→ **Exercise**: Report how many lines in the records hold the string "stadium"; give the number and nothing else.

Records from a dataset
· · ·
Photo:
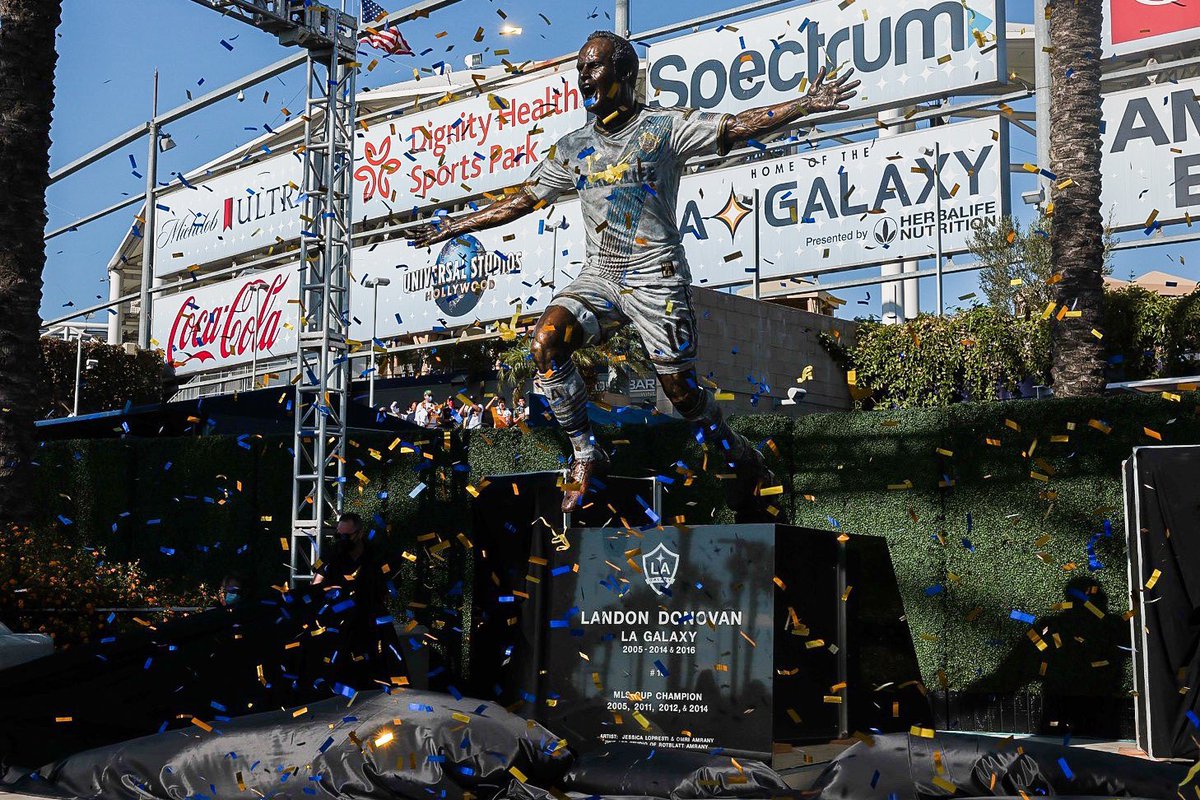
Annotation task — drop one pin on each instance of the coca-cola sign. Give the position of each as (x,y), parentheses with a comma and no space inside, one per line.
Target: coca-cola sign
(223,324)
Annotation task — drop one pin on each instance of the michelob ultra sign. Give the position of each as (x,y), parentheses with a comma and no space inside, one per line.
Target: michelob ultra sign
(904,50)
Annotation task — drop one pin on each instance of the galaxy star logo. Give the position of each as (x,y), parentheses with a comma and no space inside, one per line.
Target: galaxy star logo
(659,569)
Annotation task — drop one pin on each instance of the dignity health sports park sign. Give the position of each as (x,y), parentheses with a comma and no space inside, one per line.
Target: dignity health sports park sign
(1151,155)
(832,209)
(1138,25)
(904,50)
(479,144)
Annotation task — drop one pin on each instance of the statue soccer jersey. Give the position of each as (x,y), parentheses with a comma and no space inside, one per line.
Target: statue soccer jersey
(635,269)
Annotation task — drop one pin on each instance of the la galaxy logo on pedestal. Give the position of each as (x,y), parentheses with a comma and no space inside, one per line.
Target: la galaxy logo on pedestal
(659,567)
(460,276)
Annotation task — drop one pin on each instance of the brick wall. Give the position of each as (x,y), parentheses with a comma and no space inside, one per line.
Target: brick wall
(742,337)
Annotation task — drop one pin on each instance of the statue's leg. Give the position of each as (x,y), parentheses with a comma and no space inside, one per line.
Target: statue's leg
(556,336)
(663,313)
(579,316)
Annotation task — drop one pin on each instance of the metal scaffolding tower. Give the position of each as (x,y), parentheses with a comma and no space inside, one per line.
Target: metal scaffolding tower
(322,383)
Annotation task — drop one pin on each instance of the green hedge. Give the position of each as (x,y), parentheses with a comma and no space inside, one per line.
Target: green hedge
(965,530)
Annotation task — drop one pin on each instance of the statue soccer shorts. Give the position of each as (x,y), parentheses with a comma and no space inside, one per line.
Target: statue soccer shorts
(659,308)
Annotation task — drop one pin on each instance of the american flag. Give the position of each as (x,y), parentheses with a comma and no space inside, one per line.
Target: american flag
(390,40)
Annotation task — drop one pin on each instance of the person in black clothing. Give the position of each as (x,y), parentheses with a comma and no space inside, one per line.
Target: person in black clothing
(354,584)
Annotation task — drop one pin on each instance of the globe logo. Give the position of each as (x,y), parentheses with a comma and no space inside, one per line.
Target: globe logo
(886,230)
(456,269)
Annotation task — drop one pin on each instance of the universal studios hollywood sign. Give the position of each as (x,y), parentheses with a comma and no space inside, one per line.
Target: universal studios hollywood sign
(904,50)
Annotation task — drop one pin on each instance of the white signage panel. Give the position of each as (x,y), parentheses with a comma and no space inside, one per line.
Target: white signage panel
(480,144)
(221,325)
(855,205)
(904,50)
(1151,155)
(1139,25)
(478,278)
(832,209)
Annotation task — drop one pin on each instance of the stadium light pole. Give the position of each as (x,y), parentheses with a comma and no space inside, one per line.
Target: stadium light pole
· · ·
→ **Reply to the exercise**: 2